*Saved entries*
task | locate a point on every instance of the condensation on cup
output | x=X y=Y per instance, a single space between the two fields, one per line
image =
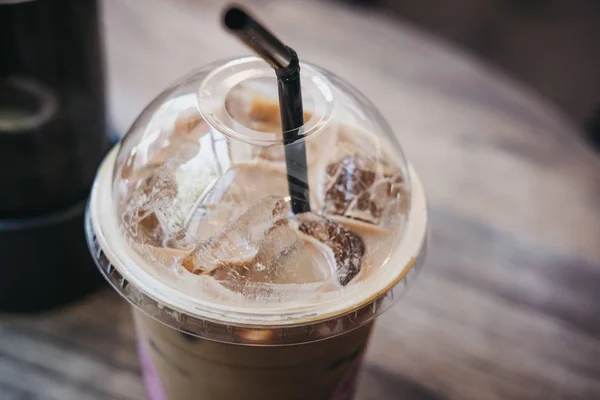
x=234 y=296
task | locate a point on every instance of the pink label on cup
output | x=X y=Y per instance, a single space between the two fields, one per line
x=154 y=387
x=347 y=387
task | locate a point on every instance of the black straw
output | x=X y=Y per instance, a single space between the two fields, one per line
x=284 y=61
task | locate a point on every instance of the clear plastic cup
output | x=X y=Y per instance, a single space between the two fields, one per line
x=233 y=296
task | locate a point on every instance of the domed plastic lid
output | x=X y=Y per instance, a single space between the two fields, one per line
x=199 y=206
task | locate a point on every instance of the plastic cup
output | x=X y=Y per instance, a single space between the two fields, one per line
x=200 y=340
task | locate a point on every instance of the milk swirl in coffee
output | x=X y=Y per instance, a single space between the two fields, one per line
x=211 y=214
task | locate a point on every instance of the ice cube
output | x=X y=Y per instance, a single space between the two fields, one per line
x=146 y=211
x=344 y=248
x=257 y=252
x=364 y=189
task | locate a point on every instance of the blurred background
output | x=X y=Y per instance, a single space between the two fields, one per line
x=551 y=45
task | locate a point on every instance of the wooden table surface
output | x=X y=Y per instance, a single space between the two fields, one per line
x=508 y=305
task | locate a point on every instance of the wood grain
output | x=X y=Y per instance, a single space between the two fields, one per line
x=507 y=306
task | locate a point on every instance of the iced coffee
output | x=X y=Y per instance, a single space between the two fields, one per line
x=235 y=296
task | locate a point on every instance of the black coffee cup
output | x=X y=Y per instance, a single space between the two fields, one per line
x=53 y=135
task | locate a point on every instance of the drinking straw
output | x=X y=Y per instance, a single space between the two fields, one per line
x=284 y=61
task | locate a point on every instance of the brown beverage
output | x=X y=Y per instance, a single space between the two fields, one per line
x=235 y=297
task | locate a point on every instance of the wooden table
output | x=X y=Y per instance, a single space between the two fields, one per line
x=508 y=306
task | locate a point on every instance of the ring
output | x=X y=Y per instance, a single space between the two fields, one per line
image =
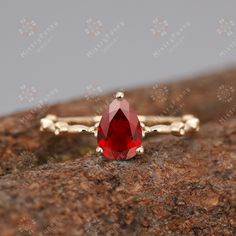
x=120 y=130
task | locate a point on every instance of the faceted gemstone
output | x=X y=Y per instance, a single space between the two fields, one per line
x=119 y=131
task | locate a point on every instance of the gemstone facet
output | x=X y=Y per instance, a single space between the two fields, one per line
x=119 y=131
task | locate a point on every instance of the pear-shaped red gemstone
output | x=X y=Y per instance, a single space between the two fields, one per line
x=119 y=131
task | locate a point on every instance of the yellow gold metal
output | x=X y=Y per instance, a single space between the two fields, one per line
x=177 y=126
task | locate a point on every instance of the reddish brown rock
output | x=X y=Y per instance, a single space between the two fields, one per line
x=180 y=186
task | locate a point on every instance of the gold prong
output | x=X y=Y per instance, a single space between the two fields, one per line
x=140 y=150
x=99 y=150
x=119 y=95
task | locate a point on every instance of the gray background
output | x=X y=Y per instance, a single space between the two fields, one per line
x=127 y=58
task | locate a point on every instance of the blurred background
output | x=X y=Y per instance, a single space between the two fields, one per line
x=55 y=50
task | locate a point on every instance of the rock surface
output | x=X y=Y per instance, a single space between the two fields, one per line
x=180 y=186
...
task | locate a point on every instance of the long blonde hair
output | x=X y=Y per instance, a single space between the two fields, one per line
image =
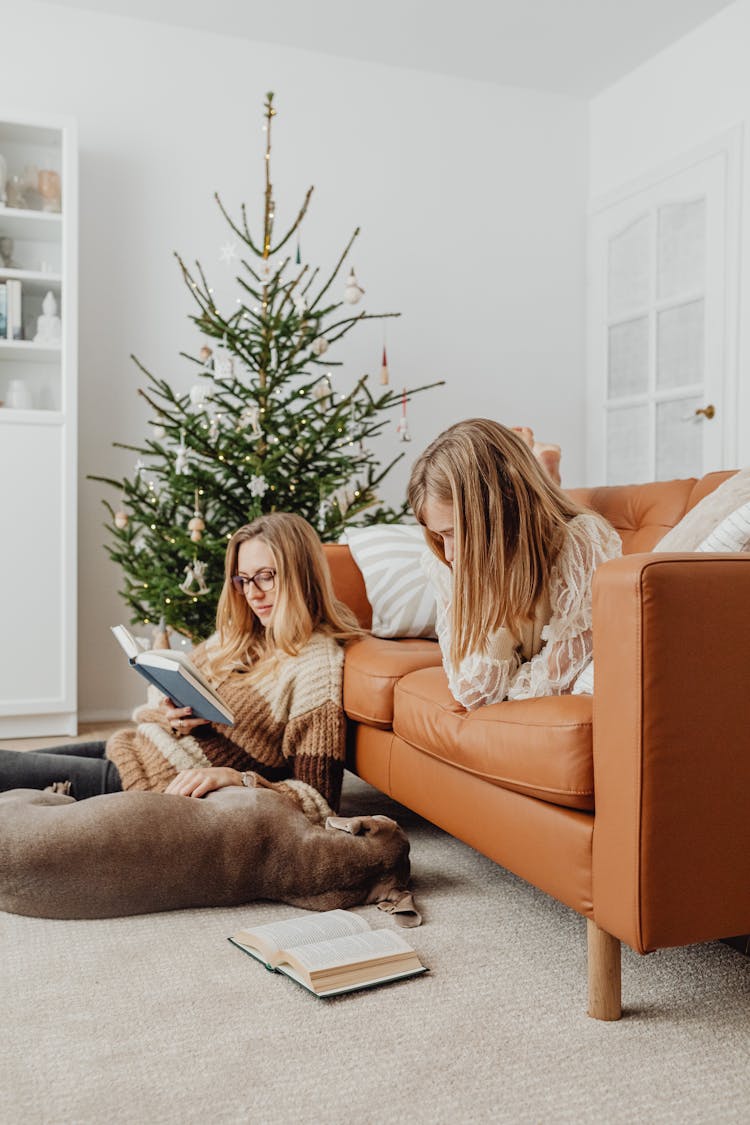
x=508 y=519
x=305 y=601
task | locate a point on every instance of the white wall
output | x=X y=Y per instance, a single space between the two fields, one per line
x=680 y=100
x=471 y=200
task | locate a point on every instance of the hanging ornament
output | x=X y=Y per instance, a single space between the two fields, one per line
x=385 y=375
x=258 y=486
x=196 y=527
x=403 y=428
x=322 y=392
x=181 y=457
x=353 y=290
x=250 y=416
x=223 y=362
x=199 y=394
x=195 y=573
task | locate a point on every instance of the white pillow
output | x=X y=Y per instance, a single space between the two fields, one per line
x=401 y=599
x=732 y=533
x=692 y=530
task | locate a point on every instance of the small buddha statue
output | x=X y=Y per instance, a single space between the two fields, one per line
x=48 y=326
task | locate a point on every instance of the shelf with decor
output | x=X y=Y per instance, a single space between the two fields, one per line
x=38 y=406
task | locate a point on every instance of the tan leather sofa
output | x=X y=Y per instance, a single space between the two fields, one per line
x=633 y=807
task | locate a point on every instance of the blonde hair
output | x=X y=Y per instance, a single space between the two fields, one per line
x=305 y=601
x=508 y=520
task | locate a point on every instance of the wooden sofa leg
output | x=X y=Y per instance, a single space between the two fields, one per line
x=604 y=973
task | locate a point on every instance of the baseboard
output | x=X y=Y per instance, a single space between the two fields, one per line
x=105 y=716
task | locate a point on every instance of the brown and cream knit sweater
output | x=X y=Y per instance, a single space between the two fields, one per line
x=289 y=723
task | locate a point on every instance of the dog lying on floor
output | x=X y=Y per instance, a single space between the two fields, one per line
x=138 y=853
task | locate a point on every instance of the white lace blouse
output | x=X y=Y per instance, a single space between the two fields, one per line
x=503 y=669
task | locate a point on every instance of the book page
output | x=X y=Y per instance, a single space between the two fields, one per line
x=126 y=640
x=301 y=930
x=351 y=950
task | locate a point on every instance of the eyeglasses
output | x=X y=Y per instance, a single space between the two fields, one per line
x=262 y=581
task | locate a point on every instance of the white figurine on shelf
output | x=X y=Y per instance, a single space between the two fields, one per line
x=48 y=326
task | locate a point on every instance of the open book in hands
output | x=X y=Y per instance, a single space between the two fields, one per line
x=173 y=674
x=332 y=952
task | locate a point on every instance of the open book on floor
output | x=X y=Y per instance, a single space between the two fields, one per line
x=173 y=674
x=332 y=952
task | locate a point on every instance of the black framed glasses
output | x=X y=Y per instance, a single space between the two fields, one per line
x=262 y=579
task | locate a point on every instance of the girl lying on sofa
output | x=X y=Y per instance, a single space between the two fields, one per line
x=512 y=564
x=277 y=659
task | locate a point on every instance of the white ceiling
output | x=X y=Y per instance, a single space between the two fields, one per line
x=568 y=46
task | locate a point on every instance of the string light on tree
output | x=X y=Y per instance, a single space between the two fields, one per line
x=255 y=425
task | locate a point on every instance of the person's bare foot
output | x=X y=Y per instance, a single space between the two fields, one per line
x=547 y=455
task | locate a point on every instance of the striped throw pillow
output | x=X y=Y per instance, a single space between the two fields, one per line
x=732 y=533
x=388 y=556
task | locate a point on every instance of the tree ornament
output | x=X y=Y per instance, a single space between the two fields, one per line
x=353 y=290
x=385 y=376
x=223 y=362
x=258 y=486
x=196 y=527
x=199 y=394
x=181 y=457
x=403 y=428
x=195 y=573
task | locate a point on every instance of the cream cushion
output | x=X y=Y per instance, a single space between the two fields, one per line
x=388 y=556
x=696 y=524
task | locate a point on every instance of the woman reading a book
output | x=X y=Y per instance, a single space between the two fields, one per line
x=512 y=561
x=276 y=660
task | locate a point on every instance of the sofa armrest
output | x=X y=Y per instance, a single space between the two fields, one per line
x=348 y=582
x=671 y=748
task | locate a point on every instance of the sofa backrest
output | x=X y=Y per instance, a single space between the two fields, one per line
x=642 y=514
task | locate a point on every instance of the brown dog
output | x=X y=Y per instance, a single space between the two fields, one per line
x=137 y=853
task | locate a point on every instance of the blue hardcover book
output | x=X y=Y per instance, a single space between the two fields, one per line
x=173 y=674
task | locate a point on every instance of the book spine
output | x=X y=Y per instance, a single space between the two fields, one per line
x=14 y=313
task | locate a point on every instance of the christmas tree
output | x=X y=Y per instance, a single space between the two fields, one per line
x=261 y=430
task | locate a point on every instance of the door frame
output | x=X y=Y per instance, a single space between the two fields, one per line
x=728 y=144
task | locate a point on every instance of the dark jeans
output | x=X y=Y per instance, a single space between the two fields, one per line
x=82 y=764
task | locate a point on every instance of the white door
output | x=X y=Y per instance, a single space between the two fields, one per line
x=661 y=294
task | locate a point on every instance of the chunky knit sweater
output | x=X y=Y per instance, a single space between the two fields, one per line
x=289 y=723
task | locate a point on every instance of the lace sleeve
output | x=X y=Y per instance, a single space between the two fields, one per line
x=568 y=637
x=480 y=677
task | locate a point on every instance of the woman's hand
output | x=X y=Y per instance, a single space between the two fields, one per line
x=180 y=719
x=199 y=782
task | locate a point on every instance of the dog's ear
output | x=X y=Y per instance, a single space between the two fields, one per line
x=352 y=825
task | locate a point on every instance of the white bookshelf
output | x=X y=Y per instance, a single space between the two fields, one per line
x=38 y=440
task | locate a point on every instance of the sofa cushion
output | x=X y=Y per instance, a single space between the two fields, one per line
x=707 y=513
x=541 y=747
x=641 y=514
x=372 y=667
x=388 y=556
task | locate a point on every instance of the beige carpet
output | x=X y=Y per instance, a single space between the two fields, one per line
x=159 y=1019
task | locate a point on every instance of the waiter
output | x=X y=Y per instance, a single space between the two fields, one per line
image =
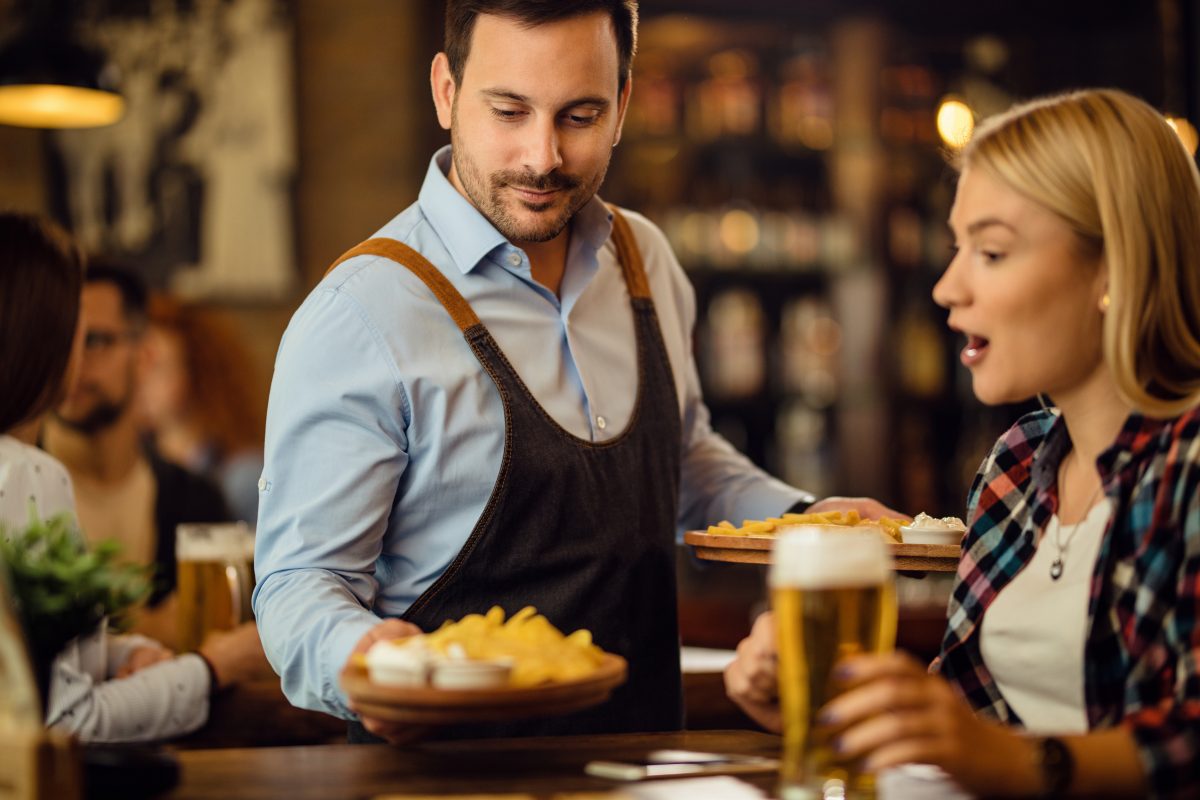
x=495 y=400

*STATED EXERCISE*
Please rescale the lines from the one containing "task | locate a point on every instance of the milk" up to and including the one containing "x=364 y=189". Write out every line in that span again, multiplying each x and y coordinate by 1.7 and rounding to a whole number with halves going up, and leave all other text unchanged.

*SOLUTION FOR THIS EXERCISE*
task | locate a point on every instance of the milk swirl in coffee
output | x=X y=Y per instance, a single space between the two fields, one per line
x=359 y=364
task | locate a point on every instance of the ice cube
output | x=X y=Y per instance, a single space between the two fields, one per line
x=248 y=359
x=585 y=422
x=437 y=428
x=619 y=321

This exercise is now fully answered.